▸ Task directions
Reproduce every line of the listing below, requests included. Rescale each coordinate by multiplying it by 1.45 and rounding to the nearest whole number, with halves rounded up.

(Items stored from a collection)
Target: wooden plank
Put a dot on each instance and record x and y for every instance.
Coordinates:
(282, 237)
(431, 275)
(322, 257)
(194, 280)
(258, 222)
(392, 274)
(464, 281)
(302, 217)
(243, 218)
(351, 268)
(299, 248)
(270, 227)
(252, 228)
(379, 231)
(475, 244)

▸ Response
Target: wooden plank
Put a dot on each instance and record x and y for every instance.
Coordinates:
(409, 344)
(625, 399)
(467, 373)
(281, 406)
(374, 322)
(568, 397)
(673, 407)
(438, 315)
(352, 316)
(509, 389)
(434, 360)
(392, 329)
(365, 331)
(550, 335)
(689, 354)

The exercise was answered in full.